# Problem: Canvas-Grösse Motorola RAZR v3r



## autooldie (26. Apr 2007)

hallo, liebe Javaner,
von JAVA habe ich keine Ahnung, habe mal RPG programmiert, ansonsten Cobol.
Jetzt das Problem:
Habe mir ein Motorola-handy gekauft und einige Spiele probehalber 'raufgeladen und getestet.
Danach musste ich feststellen, dass irgendein hinterlistiges Proggi die Bildschirmgrösse von
176 x 220 Pixeln auf 176 x 182 px verstellt hatte, was sich auch nicht mehr zurückstellt.
Nun vermute ich, dass dies über irgendwelche Parameter, die in der *.jad Datei versteckt
waren, geschehen ist. 
Meine Frage geht nun in die Richtung wie ich durch eigene Parametereingabe dies wieder
rückgängig machen kann, ohne das handy neu zu flashen und damit die Garantie zu verlieren.
Danke für Eure Kooperation!  :roll:


----------



## Wildcard (26. Apr 2007)

Ich denke hier passt's besser.


----------



## L-ectron-X (26. Apr 2007)

Zunächst mal, habe ich gelesen, soll wohl das Flashen des Handys nicht mit einem Garantieverlust einher gehen.
Und dann kann ich mir nicht vorstellen, dass ein Java-Programm dauerhaft die Displayauflösung verstellen kann.
Hast du schon mal das Handy abgeschaltet und den Akku kurzzeitig entfernt? Sollte das nicht helfen, durchsuchst du mal das Handy-Menü und setzt das Telefon in den Werkszustand zurück.


----------



## autooldie (26. Apr 2007)

ja, danke, aber all' das habe ich bereits gemacht, und nix hat geholfen!


----------



## Eifelente (26. Apr 2007)

Wie genau äussert sich dass denn ?
Hast du jetzt immer einen schwarzen Streifen im Display?
Oder nur, wenn die JavaSpiele spielst ?


----------



## autooldie (26. Apr 2007)

das sieht dann so aus, dass am oberen Bildrand die Verbindungsdaten und der Batteriestand zu sehen sind, danach beginnt dann das image des Spiels.


----------



## Jockel (27. Apr 2007)

■ **AUFGABE UND VORGABEN**
Schreib den Auszug von "Ich denke hier" bis "Displayauflösung verstellen kann." noch einmal ab und ändere dabei "Displayauflösung" zu "Bildschirmauflösung".

■ **BEREITGESTELLTE ZEILEN**

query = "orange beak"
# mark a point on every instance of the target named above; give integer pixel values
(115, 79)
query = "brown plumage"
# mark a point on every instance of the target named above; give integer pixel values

■ **ERGEBNIS DER ÜBUNG**
Ich denke hier passt's besser.


----------



## L-ectron-X (26. Apr 2007)

Zunächst mal, habe ich gelesen, soll wohl das Flashen des Handys nicht mit einem Garantieverlust einher gehen.
Und dann kann ich mir nicht vorstellen, dass ein Java-Programm dauerhaft die Bildschirmauflösung verstellen kann.